**Passage**
· · ·

Fed’s Clarida Says FOMC Still Monitoring Asset Purchases
(Bloomberg) -- Federal Reserve Vice Chairman Richard Clarida, in a speech Monday about the central bank’s new policy framework, provided no hint that he supported changing the Fed’s current asset-purchase program.
“At our November FOMC meeting, we discussed our asset purchases and the critical role they are playing in supporting the economic recovery,” Clarida said in the text of remarks he’s scheduled to deliver in an online event organized by the Brookings Institution.
“Looking ahead, we will continue to monitor developments and assess how our ongoing asset purchases can best support achieving our maximum-employment and price-stability objectives,” Clarida said, repeating the non-committal guidance Fed Chair Jerome Powell offered following the Nov. 4-5 meeting of the Federal Open Market Committee.
Earlier Monday, economists at JPMorgan Chase & Co. projected the Fed will decide at its Dec. 15-16 meeting to extend the maturity of its $80 billion monthly purchases of U.S. Treasuries in order to reduce longer-term yields.
Fed officials left interest rates unchanged near zero and made no change to their asset purchases at the November gathering. The Fed is currently buying about $120 billion in Treasuries and mortgage-backed bonds every month, partly aimed at lowering borrowing costs for businesses and households.
Powell, at his post-meeting press conference, said the central bank could shift the composition, duration, size or the life cycle of the program to provide more stimulus to the economy.

· · ·

**Data listing**
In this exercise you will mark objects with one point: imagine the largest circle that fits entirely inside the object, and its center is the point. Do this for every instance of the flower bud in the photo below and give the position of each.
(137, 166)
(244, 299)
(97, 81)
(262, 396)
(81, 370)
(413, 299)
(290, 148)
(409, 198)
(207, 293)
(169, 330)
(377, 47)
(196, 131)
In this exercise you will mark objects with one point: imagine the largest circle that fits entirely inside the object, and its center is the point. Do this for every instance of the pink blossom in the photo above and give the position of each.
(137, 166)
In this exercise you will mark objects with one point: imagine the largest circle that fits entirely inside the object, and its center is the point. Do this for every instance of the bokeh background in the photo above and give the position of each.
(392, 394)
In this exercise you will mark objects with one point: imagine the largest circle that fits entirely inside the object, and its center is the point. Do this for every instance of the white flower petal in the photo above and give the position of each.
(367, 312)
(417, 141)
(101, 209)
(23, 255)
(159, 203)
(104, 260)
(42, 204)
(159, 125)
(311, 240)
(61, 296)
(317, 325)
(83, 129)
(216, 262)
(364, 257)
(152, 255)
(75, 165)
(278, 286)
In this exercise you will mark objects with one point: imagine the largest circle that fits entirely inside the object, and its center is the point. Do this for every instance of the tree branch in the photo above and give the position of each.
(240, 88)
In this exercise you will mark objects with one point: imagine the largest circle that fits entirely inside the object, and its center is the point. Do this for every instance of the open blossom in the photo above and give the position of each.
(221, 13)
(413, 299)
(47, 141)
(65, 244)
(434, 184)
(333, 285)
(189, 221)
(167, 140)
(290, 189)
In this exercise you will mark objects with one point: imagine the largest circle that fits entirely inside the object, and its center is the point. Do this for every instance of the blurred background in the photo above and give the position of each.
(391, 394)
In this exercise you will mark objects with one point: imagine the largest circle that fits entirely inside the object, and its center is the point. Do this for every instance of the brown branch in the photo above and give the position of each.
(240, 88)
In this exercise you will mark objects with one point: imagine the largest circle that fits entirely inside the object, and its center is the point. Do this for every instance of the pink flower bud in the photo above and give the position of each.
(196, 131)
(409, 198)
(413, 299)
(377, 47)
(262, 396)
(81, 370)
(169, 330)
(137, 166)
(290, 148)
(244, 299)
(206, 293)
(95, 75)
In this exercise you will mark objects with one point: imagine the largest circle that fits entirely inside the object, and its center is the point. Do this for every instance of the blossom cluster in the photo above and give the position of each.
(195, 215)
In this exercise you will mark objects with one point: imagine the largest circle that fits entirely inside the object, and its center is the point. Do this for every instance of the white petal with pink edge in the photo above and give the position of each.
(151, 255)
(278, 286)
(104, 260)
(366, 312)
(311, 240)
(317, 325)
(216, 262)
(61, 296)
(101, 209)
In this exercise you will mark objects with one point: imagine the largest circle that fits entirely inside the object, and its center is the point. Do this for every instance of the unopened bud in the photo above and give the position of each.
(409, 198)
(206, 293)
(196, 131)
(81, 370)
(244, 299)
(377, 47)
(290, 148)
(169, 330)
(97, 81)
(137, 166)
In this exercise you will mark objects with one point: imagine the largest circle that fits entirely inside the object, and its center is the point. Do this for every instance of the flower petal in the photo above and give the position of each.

· · ·

**Complete the following**
(a) Reproduce the section of the Clarida article that begins at the words "Powell, at his" and stops after "to the economy.", switching "press conference" to "news conference".
(b) Translate this sentence from the Clarida article into Spanish: "Fed officials left interest rates unchanged near zero and made no change to their asset purchases at the November gathering."

**Responses by item number**
(a)
Powell, at his post-meeting news conference, said the central bank could shift the composition, duration, size or the life cycle of the program to provide more stimulus to the economy.

(b) Los funcionarios de la Fed mantuvieron las tasas de interés sin cambios cerca de cero y no modificaron sus compras de activos en la reunión de noviembre.